▸ Texto para leer

========

Cuando volvimos a Chile, por ahí del año 50 o 51, de Chile yo no me acordaba ni sabía nada, lo miraba como un lugar muy lejano, desconocido y ajeno. No se reconocían allí los estudios realizados en Francia, de modo que había que dar montones de exámenes. Eso es entendible en historia de Chile, ¿pero por qué no reconocer las matemáticas, física, química e historia universal que enseñaban los colegios franceses? A pesar de la globalización del mundo, todavía subsiste ese problema en algunos lugares. Generalmente se reconocen las maestrías y doctorados que otorgan universidades norteamericanas o europeas. Pero creo que los latinoamericanos desconfían recíprocamente. Nunca he podido revalidar en México mi título de abogada chilena. Ni siquiera lo he intentado porque es complicadísimo. Pero no lo he necesitado pues me contrataban como “asesora” y listo.
Al llegar a Chile por el año 51, sucedió algo extraordinario: un primo me ayudó y me metió a la Juventud Comunista. Y allí me convertí en chilena, me integré, aprendí muchas cosas y comprendí finalmente que mi patria era Chile y también toda América Latina. No enseñaban mucho marxismo, pero uno adquiría una conciencia política que no se pierde nunca. Dejé de ser comunista militante cuando se conoció el informe del XX Congreso del PC de la URSS, en que se revelaban los crímenes de Stalin. Eso fue todo.

========

▸ Entradas proporcionadas
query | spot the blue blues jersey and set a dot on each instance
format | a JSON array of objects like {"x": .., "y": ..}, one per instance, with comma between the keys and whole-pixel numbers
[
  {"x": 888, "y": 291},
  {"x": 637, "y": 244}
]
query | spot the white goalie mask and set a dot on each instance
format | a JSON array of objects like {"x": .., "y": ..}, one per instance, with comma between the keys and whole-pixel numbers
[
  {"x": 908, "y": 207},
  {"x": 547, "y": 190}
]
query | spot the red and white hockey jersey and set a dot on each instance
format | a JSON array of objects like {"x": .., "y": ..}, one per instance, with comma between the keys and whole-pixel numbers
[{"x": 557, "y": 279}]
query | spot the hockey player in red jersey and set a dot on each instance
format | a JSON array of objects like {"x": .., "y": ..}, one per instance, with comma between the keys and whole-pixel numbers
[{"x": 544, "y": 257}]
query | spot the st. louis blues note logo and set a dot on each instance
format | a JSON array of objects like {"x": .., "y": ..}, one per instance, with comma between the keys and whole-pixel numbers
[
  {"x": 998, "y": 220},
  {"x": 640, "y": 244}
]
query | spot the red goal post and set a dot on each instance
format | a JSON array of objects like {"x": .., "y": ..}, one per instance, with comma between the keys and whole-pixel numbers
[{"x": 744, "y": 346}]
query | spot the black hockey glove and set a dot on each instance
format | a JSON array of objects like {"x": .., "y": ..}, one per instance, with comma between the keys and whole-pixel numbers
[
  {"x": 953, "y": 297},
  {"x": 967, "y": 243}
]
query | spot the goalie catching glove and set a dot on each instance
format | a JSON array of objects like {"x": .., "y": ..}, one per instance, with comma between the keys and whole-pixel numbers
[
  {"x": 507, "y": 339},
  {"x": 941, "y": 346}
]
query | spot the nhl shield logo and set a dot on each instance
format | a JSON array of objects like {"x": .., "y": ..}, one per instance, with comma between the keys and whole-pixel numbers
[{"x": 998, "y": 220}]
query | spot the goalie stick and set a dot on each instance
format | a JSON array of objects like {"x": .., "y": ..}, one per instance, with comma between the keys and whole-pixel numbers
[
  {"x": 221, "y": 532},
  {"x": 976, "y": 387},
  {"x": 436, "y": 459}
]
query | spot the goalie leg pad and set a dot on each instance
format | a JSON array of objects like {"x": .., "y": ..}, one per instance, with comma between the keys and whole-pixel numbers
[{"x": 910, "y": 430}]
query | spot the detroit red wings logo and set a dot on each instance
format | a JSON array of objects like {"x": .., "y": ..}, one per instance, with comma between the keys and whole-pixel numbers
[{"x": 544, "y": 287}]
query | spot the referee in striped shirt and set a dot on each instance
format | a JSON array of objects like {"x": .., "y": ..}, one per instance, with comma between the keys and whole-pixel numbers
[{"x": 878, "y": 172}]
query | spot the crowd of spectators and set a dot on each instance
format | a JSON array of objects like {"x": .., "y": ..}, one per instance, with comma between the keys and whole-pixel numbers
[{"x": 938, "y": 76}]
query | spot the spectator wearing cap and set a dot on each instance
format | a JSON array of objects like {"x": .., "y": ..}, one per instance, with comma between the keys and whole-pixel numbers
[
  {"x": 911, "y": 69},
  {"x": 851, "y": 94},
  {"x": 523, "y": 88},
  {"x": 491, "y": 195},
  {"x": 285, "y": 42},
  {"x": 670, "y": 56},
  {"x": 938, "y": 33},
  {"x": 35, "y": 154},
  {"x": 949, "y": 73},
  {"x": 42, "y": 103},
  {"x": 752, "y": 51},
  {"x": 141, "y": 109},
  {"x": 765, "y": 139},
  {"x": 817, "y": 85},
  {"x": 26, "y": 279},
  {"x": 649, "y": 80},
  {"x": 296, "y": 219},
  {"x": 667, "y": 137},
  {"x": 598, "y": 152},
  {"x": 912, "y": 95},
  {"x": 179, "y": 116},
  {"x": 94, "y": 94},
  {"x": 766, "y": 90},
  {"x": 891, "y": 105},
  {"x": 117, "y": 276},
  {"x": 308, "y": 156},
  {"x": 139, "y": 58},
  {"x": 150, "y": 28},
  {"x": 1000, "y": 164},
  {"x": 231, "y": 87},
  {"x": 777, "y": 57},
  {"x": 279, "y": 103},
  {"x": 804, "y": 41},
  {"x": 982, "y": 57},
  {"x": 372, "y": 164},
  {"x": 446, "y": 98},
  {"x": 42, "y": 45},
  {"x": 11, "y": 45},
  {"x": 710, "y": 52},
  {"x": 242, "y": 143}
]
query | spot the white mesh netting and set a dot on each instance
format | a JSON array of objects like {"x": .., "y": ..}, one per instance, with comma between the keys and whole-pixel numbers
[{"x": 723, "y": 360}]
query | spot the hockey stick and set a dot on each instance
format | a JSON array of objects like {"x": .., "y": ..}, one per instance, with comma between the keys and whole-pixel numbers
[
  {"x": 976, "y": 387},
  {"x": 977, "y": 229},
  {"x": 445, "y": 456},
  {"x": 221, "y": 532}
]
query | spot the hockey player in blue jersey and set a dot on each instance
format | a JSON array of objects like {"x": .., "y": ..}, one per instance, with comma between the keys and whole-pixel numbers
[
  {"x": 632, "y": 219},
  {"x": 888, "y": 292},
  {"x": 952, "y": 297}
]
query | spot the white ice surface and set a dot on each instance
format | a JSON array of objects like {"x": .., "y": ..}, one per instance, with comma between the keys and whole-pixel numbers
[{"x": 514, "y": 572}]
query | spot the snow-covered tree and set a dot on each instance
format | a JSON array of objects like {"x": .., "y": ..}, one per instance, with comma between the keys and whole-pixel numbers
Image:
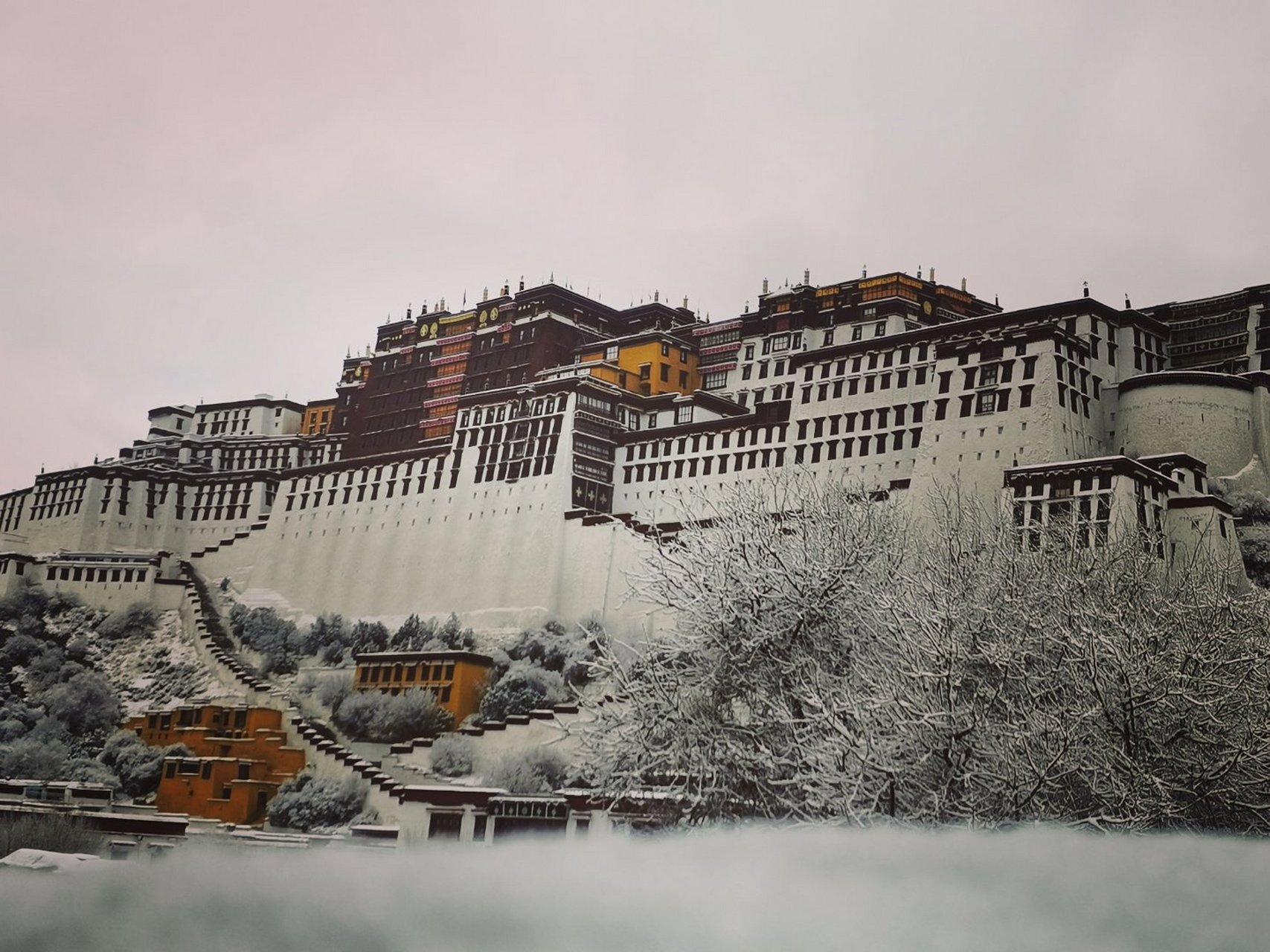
[{"x": 837, "y": 660}]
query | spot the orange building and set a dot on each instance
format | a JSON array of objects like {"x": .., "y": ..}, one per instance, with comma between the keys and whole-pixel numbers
[
  {"x": 240, "y": 759},
  {"x": 648, "y": 363},
  {"x": 458, "y": 678},
  {"x": 217, "y": 787},
  {"x": 318, "y": 418}
]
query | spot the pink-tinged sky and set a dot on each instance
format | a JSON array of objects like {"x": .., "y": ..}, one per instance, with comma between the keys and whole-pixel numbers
[{"x": 210, "y": 201}]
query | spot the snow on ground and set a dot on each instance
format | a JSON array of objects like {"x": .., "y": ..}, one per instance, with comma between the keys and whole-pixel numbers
[
  {"x": 158, "y": 670},
  {"x": 815, "y": 889}
]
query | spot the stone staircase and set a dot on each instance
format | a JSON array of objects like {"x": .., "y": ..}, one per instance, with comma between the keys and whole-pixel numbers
[{"x": 226, "y": 542}]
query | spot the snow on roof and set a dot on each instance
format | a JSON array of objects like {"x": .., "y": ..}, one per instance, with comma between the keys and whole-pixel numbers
[{"x": 48, "y": 861}]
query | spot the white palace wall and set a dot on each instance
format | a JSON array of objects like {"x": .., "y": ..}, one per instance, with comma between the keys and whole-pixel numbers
[{"x": 501, "y": 553}]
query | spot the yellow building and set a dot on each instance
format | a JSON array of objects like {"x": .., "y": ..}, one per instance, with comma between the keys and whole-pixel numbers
[
  {"x": 318, "y": 416},
  {"x": 648, "y": 363},
  {"x": 458, "y": 678}
]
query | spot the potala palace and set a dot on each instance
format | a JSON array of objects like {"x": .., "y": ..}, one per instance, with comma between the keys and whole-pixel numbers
[{"x": 510, "y": 461}]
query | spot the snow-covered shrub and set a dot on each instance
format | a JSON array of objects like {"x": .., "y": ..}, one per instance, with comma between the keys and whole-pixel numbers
[
  {"x": 138, "y": 765},
  {"x": 533, "y": 771},
  {"x": 454, "y": 756},
  {"x": 305, "y": 803},
  {"x": 521, "y": 689},
  {"x": 138, "y": 619},
  {"x": 388, "y": 718}
]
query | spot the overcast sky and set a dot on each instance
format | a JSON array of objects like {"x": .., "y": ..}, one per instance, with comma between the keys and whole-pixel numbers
[{"x": 210, "y": 201}]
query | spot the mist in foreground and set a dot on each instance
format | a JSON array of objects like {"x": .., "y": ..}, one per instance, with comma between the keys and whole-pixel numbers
[{"x": 1038, "y": 889}]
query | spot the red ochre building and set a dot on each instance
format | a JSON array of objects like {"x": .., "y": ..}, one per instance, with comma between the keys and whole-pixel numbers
[
  {"x": 240, "y": 759},
  {"x": 458, "y": 678}
]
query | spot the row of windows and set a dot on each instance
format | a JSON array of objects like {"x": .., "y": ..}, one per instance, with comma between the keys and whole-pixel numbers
[
  {"x": 515, "y": 460},
  {"x": 82, "y": 574},
  {"x": 871, "y": 362},
  {"x": 695, "y": 443},
  {"x": 873, "y": 382},
  {"x": 704, "y": 466},
  {"x": 422, "y": 672},
  {"x": 858, "y": 446},
  {"x": 875, "y": 418}
]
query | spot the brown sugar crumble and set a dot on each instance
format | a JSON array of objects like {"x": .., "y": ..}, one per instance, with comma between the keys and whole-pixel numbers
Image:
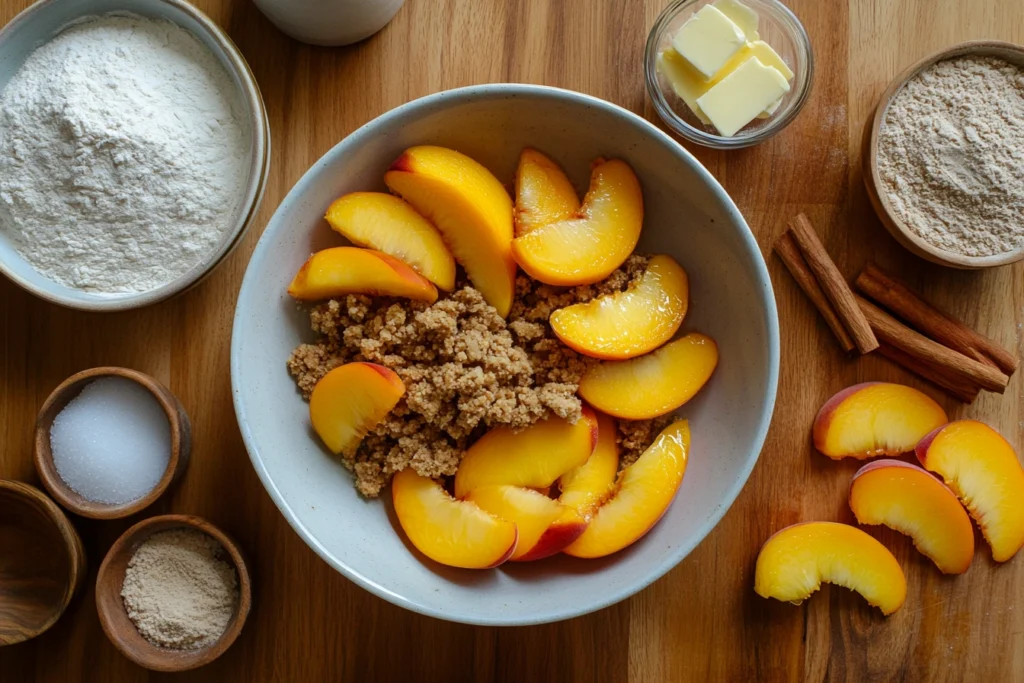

========

▸ Tarea 1
Reescribe el pasaje del texto sobre el regreso a Chile que empieza en las palabras "Al llegar a" y termina después de "Eso fue todo.", y cambia "primo" por "hermano".
▸ Tarea 2
Según el texto sobre el regreso a Chile, ¿qué hecho llevó a quien narra a dejar de ser comunista militante?
Para responder, usa únicamente el texto y nada más.

▸ Tu solución 1
Al llegar a Chile por el año 51, sucedió algo extraordinario: un hermano me ayudó y me metió a la Juventud Comunista. Y allí me convertí en chilena, me integré, aprendí muchas cosas y comprendí finalmente que mi patria era Chile y también toda América Latina. No enseñaban mucho marxismo, pero uno adquiría una conciencia política que no se pierde nunca. Dejé de ser comunista militante cuando se conoció el informe del XX Congreso del PC de la URSS, en que se revelaban los crímenes de Stalin. Eso fue todo.

▸ Tu solución 2
Se conoció el informe del XX Congreso del PC de la URSS, que revelaba los crímenes de Stalin.